**SOURCE PASSAGE**
──────────
AN ATTRACTIVE REPULSION: WRITER CARL ZIMMER AND PARASITE REX
by Dike Blair
The librarian of Murry Bergtraum High School in Manhattan noticed that one of the library's books was being repeatedly stolen. In little over a year, five copies of Parasite Rex: Inside the Bizarre World of Nature's Most Dangerous Creatures had gone missing. In a show of educational enlightenment, the school answered the thefts by inviting the book's author, Carl Zimmer, to lecture at the school. Parasite Rex's popularity with high schoolers isn't that surprising as it's about the kingdom of parasites, including the kinds of scary creatures whose behaviors are often mined for horror movies. In fact, Zimmer lends a few pages of the book to our collective parasite phobia as it's reflected by the entertainment industry.
Zimmer grew up on a 25 acre farm near Flemington, New Jersey where his parents raised sheep, chickens, and cows--"All splendid hosts for parasites," he now says. He majored in writing at Yale, but he also took science courses. When he graduated in the late 80s, he tried his hand at writing fiction before getting a job as a fact-checker with Discovery. Something clicked; he spent ten years at the popular science magazine, becoming a senior editor from 1994 until he departed in 1999. Zimmer has authored numerous articles and three books, and has garnered prestigious awards for his writing, which is usually about some facet of evolution. His first book At the Water's Edge was about scientists' exploration of how life first moved from sea to land, and how later in history whales reversed that path. His last book, Evolution, is an ambitious companion book to the PBS TV series of the same name.
Like the kids at Bergtraum High, it was Parasite Rex, first published in 2000, which really grabbed me. The book is a remarkably compressed account of the evolutionary strategies of a range of parasitic species, from microscopic blood flukes to 60-foot tapeworms. Along with some wonderfully lurid accounts of parasitic behavior, Parasite Rex provides a great overview of how recent findings about parasitic life are affecting all the life sciences. It also chronicles the tremendous and devastating impact of parasites on world health. I spoke to Zimmer in a coffeehouse not far from the NYU library where he is researching a new book on the beginnings of Neurology.
Dike Blair: It seems as if contemporary science writing is offering theory in the public arena. Are scientists presenting their theories to the public and their peers simultaneously?
Carl Zimmer: It's a funny thing. Popular science writing has grown pretty steadily from the 1970s; it's become a substantial portion of what people read. It does offer an opportunity for public scientific intellectuals, like an E. O. Wilson or Stephen Jay Gould, to voice their theories on this and that. It's a tricky thing because a lot of times the theory that's being offered to the public hasn't been run along the` parallel track, which includes doing basic research, publishing in scientific journals--all the unsexy, underpaid work that makes any scientific idea fly, or not.
Dike Blair: Does persuasive writing sometimes cloud the scientific discipline?
Carl Zimmer: I know that there's probably an element of jealousy, but it certainly exasperates scientists who have done decades of unglamorous work in their given fields when people like Jared Diamond or Stephen Jay Gould come along and use their pulpit, so to speak, to express differing views.
Dike Blair: Is there any notion that the science writer functions as a curator to weave together disparate areas of research?
──────────
**EXERCISE INSTRUCTIONS**
Using the profile of Carl Zimmer above, answer these questions.
1. How many copies of Parasite Rex went missing from the Murry Bergtraum High School library?
2. Near what town was the farm where Zimmer grew up?
3. Between which years was Zimmer a senior editor at Discover?

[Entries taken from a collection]
──────────
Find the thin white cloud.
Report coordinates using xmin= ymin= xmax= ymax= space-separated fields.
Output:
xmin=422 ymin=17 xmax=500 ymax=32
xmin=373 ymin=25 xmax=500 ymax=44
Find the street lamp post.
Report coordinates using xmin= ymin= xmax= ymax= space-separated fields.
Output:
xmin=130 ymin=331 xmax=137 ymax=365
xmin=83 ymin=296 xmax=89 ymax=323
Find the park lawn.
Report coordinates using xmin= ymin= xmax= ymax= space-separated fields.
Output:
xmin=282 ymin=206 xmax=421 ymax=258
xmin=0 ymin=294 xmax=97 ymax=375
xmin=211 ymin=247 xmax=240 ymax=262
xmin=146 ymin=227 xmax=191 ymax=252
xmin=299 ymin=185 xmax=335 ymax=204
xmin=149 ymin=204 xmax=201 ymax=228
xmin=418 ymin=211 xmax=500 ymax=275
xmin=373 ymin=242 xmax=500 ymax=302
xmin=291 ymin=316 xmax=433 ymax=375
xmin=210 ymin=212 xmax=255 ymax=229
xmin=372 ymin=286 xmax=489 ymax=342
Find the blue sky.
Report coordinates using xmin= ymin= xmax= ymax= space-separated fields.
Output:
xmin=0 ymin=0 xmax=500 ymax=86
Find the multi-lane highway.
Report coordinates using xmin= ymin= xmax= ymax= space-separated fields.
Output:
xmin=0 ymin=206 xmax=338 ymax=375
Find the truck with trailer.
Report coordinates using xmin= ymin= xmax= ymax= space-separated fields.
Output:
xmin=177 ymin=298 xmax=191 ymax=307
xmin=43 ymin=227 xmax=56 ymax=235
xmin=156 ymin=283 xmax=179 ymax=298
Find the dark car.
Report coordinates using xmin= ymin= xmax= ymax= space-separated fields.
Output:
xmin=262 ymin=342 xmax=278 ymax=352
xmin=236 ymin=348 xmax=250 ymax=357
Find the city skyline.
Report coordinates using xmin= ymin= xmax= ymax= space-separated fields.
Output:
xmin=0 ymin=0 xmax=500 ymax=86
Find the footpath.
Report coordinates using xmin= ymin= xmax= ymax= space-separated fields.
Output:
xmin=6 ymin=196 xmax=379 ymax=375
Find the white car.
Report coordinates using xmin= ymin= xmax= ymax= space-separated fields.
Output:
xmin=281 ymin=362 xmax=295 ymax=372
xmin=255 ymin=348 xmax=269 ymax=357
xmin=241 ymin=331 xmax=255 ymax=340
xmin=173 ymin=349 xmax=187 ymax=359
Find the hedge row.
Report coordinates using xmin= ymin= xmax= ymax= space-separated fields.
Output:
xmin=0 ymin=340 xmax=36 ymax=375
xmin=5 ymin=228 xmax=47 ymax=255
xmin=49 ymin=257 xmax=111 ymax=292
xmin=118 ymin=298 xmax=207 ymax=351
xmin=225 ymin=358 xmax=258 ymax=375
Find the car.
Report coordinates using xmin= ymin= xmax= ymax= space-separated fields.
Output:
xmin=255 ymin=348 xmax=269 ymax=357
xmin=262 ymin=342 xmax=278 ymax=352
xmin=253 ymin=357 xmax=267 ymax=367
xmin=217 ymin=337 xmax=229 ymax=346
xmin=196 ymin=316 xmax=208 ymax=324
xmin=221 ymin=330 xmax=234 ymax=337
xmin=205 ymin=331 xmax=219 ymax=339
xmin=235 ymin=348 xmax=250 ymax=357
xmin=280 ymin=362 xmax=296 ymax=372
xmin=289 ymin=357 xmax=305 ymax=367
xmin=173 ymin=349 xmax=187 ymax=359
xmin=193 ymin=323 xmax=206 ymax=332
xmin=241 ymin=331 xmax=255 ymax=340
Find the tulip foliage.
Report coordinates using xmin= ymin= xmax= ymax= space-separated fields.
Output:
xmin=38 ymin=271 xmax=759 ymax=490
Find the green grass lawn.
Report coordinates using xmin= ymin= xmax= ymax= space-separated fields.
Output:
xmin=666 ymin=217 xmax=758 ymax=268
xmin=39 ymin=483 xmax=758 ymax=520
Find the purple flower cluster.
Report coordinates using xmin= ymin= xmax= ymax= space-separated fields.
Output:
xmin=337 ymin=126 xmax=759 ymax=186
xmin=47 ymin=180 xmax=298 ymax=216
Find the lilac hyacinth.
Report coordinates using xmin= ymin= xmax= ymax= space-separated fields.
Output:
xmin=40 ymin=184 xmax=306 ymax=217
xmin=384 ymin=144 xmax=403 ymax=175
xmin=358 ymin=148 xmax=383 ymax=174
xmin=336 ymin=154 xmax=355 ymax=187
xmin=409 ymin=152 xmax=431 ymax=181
──────────
**OUTPUT FOR THIS EXERCISE**
1. Five copies.
2. Flemington, New Jersey.
3. From 1994 until 1999.